Data shown ::
• • • •

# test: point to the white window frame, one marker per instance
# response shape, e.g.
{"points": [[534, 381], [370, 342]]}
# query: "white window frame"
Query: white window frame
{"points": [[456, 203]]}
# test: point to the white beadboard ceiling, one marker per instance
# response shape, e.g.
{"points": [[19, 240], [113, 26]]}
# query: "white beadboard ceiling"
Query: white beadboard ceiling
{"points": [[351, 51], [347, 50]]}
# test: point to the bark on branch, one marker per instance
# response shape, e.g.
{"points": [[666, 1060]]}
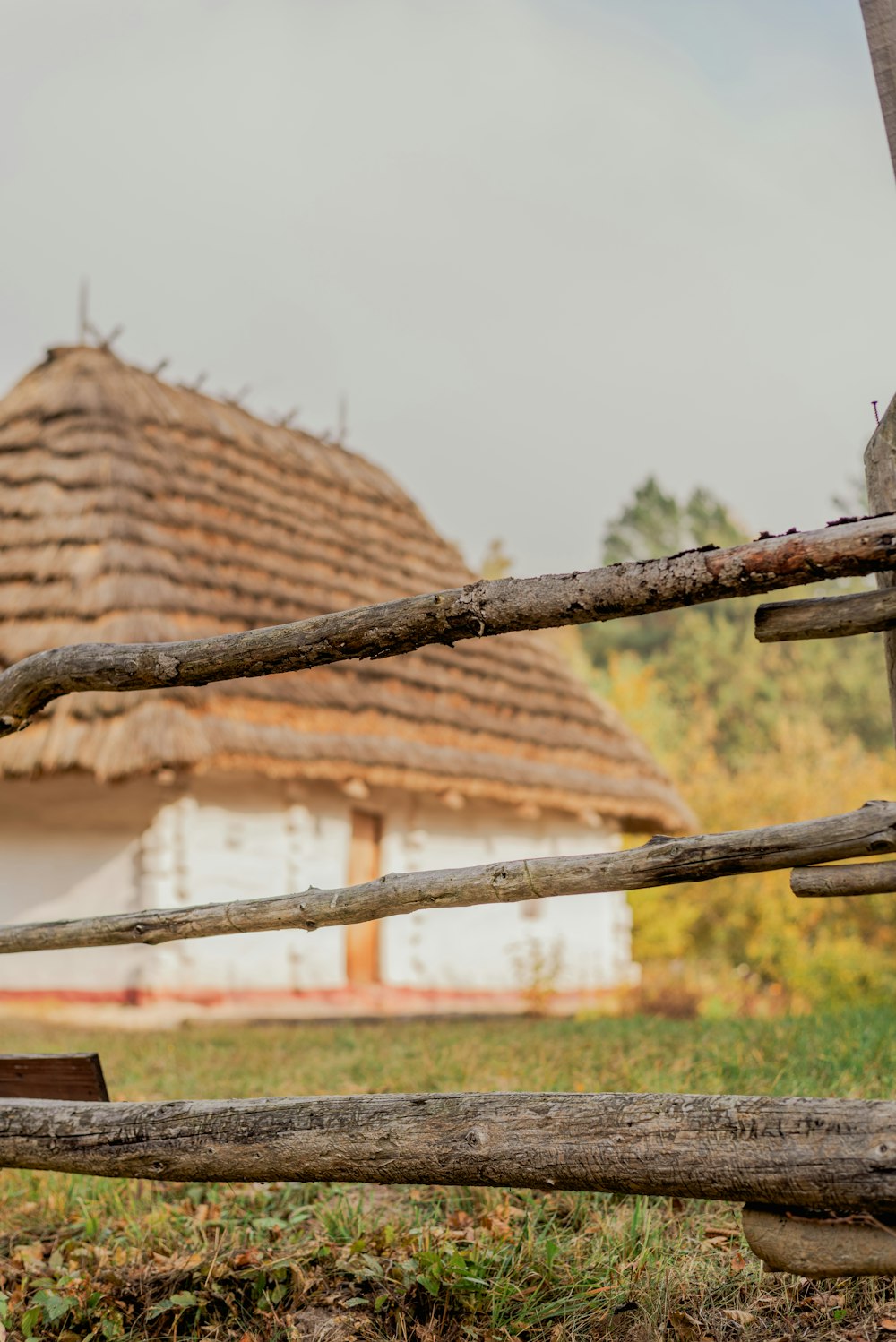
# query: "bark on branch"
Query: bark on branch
{"points": [[864, 878], [826, 617], [813, 1153], [660, 862], [471, 612]]}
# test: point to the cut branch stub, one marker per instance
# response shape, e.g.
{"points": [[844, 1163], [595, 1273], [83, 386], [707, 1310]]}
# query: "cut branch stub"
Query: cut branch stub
{"points": [[826, 617], [660, 862], [479, 609], [860, 878]]}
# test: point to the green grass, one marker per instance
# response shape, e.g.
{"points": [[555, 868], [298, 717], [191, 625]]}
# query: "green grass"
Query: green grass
{"points": [[102, 1258]]}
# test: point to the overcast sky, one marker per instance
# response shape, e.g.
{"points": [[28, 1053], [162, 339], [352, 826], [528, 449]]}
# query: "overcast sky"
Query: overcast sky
{"points": [[547, 247]]}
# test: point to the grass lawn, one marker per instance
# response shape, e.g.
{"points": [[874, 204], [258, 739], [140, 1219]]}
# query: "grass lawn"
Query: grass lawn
{"points": [[101, 1258]]}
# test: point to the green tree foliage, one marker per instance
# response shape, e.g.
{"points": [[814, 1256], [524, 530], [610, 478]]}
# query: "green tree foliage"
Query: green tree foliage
{"points": [[710, 652], [753, 735]]}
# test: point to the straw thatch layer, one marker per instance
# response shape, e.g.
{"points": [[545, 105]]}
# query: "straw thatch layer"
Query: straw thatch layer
{"points": [[134, 512]]}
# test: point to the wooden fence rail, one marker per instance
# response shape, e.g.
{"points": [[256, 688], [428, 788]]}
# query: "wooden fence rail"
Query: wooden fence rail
{"points": [[844, 549], [813, 1153], [660, 862]]}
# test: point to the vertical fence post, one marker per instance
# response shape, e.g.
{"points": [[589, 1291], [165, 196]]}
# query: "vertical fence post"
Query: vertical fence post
{"points": [[880, 30], [880, 454], [880, 478]]}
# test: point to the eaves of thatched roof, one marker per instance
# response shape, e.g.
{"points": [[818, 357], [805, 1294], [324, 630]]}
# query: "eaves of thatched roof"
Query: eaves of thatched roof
{"points": [[132, 510]]}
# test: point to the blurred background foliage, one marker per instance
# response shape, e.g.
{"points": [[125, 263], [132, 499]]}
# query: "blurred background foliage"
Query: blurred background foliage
{"points": [[753, 736]]}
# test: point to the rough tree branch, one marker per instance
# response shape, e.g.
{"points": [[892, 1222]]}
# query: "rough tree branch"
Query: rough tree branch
{"points": [[660, 862], [475, 611], [812, 1153]]}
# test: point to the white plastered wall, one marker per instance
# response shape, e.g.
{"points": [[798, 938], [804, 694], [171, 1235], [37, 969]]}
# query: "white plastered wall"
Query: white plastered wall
{"points": [[72, 847]]}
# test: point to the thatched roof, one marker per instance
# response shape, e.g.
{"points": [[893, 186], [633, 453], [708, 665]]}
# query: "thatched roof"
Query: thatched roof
{"points": [[132, 510]]}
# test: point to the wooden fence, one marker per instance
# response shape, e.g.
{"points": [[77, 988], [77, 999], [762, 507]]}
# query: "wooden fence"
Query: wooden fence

• • • •

Brief :: Set down exactly what runs from the line with "# test: point to the vertical" to the last line of the data above, including both of those lines and no others.

The response ::
# test: point to the vertical fence post, one marker per instance
# response shape, e.g.
{"points": [[589, 1291], [165, 196]]}
# query: "vertical fence post"
Query: vertical fence post
{"points": [[880, 30], [880, 454], [880, 478]]}
# test: point to the eaves of thatched roof, one marker per instance
# response shape, e.g.
{"points": [[818, 357], [805, 1294], [324, 630]]}
# query: "eaves of thatched roof"
Query: eaves of thatched roof
{"points": [[132, 510]]}
# test: point to the blurred background foliage, one marker per instance
# response shape, e.g.
{"points": [[125, 263], [132, 499]]}
# query: "blurred background foliage"
Query: blurred background foliage
{"points": [[753, 736]]}
# test: point to the rough tree branch, one marker per instance
# response shape, e.g.
{"points": [[892, 1222]]}
# query: "rough tree branch"
Query: rough tree branch
{"points": [[660, 862], [475, 611], [812, 1153]]}
# test: point to the white plastered wall, one marker per instance
# response shape, e.g.
{"points": [[798, 938], [804, 694], [171, 1235], [37, 969]]}
# query: "white plastered wall"
Query: white plastered wall
{"points": [[72, 847]]}
# test: point to the thatched roof, one marker per instance
# response shape, e.g.
{"points": [[893, 186], [633, 453], [708, 665]]}
# query: "thatched roof"
Query: thatched roof
{"points": [[132, 510]]}
# test: point to the wooden fence, one marker per instance
# response shape, e.g.
{"points": [[77, 988], [77, 999], [762, 507]]}
# query: "wooden fence"
Query: wooden fence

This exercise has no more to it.